**Passage given:**
Suppose $x_n, y_n$ are sequences of discrete (not necessarily independent) random variables and $\mathbb{P}(x_n=a_n)\to 1$ as $n\to \infty$ and $\mathbb{P}(y_n=b_n)\to 1$ as $n\to \infty$. I am trying to convince myself that we have $\mathbb{P}(x_ny_n=a_nb_n)\to 1$ as $n\to \infty$. We can start with the bound
$$\mathbb{P}(x_ny_n=a_nb_n)\geq \mathbb{P}(x_n=a_n\mbox{ and } y_n=b_n)=\mathbb{P}(x_n=a_n\big\vert y_n=b_n)\mathbb{P}(y_n=b).$$ Taking a limit on both sides yields $$\lim_{n\to \infty}\mathbb{P}(x_ny_n=a_nb_n)\geq \lim_{n\to \infty}\mathbb{P}(x_n=a_n\big\vert y_n=b_n).$$ We need to show that $$\lim_{n\to \infty}\mathbb{P}(x_n=a_n\big\vert y_n=b_n)=1.$$ Is this true?

**Provided material:**

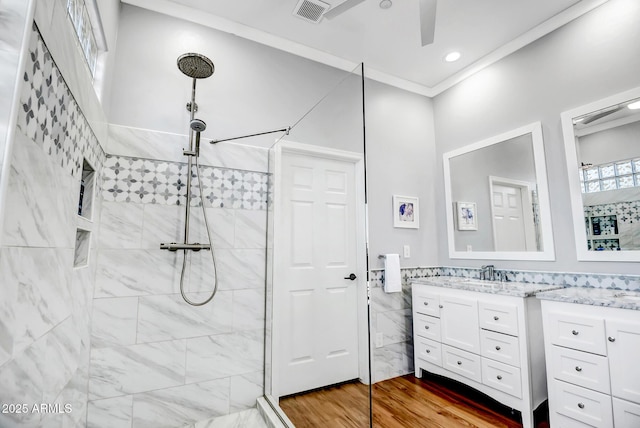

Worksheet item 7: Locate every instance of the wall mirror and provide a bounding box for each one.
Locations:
[443,122,555,260]
[562,87,640,261]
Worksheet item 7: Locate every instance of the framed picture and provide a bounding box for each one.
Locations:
[456,202,478,230]
[393,195,420,229]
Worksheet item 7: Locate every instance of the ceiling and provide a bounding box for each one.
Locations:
[122,0,607,96]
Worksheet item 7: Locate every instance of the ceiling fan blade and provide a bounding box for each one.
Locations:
[582,106,624,125]
[322,0,364,19]
[420,0,438,46]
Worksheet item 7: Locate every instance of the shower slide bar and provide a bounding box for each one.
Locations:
[160,242,211,251]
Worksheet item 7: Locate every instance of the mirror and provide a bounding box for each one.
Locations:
[443,122,555,260]
[562,88,640,261]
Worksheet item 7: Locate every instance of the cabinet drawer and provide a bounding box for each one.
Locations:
[478,302,518,336]
[545,312,607,355]
[442,345,482,382]
[412,286,440,317]
[482,358,522,398]
[549,379,613,428]
[548,345,611,394]
[480,330,520,367]
[413,314,440,342]
[414,338,442,367]
[613,397,640,428]
[549,413,601,428]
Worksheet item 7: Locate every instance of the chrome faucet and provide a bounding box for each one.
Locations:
[480,265,496,281]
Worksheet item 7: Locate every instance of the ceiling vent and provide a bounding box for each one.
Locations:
[293,0,330,24]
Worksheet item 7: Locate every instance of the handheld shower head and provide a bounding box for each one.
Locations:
[189,119,207,132]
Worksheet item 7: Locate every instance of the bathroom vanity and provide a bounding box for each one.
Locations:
[412,277,559,428]
[537,287,640,428]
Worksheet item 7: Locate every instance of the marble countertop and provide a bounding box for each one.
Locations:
[536,287,640,311]
[411,276,562,297]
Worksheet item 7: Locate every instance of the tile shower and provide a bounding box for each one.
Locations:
[0,7,640,427]
[0,21,267,427]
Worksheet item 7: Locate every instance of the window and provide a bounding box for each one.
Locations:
[67,0,98,76]
[580,159,640,193]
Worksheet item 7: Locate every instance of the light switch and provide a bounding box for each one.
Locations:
[376,332,384,348]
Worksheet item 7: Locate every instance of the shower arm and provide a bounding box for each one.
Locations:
[209,126,291,144]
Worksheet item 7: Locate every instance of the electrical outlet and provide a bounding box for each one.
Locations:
[376,333,384,348]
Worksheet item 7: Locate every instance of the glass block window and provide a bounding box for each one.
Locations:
[67,0,98,76]
[580,159,640,193]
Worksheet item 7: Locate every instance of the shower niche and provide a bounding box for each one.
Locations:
[78,159,96,220]
[73,159,96,268]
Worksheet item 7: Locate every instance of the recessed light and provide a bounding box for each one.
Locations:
[444,52,460,62]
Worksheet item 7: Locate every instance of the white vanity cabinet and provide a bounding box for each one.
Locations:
[542,300,640,428]
[412,279,547,428]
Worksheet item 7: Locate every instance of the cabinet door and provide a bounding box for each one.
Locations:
[440,295,480,354]
[413,314,440,342]
[613,397,640,428]
[606,320,640,404]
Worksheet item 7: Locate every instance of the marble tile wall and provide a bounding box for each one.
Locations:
[87,126,267,427]
[0,17,104,427]
[369,266,640,382]
[0,0,31,184]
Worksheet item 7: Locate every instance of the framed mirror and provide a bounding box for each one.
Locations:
[443,122,555,260]
[561,87,640,262]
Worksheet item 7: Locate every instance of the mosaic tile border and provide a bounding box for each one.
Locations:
[369,266,640,291]
[584,201,640,223]
[102,155,269,210]
[17,22,105,177]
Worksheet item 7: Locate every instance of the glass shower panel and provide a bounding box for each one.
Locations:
[265,66,371,427]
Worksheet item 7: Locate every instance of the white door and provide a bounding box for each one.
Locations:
[274,145,366,396]
[491,177,537,251]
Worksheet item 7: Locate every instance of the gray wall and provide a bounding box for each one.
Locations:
[578,122,640,165]
[434,0,640,273]
[107,5,437,268]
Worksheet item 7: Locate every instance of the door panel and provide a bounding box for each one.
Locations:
[274,152,364,396]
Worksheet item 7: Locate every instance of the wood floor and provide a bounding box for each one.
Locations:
[280,375,548,428]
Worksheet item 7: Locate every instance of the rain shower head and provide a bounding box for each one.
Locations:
[178,53,215,79]
[189,119,207,132]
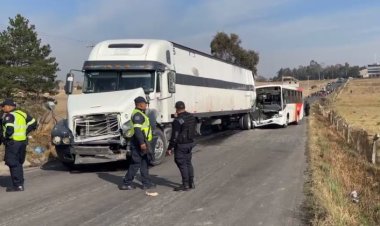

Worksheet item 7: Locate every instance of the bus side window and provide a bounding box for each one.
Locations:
[156,73,161,93]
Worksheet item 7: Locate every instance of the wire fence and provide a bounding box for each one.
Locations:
[317,83,380,166]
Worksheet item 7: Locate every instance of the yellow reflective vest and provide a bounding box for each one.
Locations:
[3,110,35,141]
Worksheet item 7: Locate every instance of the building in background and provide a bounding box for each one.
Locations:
[359,68,369,78]
[367,63,380,78]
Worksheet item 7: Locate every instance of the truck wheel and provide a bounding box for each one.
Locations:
[151,128,168,166]
[55,146,75,170]
[61,162,75,170]
[239,114,252,130]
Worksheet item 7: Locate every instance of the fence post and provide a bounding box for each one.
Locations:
[372,134,380,166]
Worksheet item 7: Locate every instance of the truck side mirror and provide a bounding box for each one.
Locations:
[168,71,175,93]
[65,73,74,95]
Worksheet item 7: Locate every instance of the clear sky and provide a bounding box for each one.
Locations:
[0,0,380,77]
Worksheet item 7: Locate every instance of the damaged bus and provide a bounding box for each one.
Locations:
[253,85,304,127]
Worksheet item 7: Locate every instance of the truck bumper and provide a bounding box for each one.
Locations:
[56,146,129,164]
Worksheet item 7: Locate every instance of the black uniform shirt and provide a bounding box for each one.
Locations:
[168,111,196,150]
[132,109,145,145]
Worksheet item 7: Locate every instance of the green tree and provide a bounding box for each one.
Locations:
[0,14,59,96]
[210,32,259,75]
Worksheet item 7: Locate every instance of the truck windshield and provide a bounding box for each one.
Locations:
[83,71,155,93]
[256,87,281,111]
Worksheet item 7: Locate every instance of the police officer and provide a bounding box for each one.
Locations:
[167,101,196,191]
[1,99,37,192]
[304,100,310,116]
[120,96,155,190]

**Written task:** Transcribe the probability question from "Suppose $x_n, y_n$" up to and including "Is this true?".

**The result:**
Suppose $x_n, y_n$ are sequences of discrete (not necessarily independent) random variables and $\mathbb{P}(x_n=a_n)\to 1$ as $n\to \infty$ and $\mathbb{P}(y_n=b_n)\to 1$ as $n\to \infty$. I am trying to convince myself that we have $\mathbb{P}(x_ny_n=a_nb_n)\to 1$ as $n\to \infty$. We can start with the bound
$$\mathbb{P}(x_ny_n=a_nb_n)\geq \mathbb{P}(x_n=a_n\mbox{ and } y_n=b_n)=\mathbb{P}(x_n=a_n\big\vert y_n=b_n)\mathbb{P}(y_n=b).$$ Taking a limit on both sides yields $$\lim_{n\to \infty}\mathbb{P}(x_ny_n=a_nb_n)\geq \lim_{n\to \infty}\mathbb{P}(x_n=a_n\big\vert y_n=b_n).$$ We need to show that $$\lim_{n\to \infty}\mathbb{P}(x_n=a_n\big\vert y_n=b_n)=1.$$ Is this true?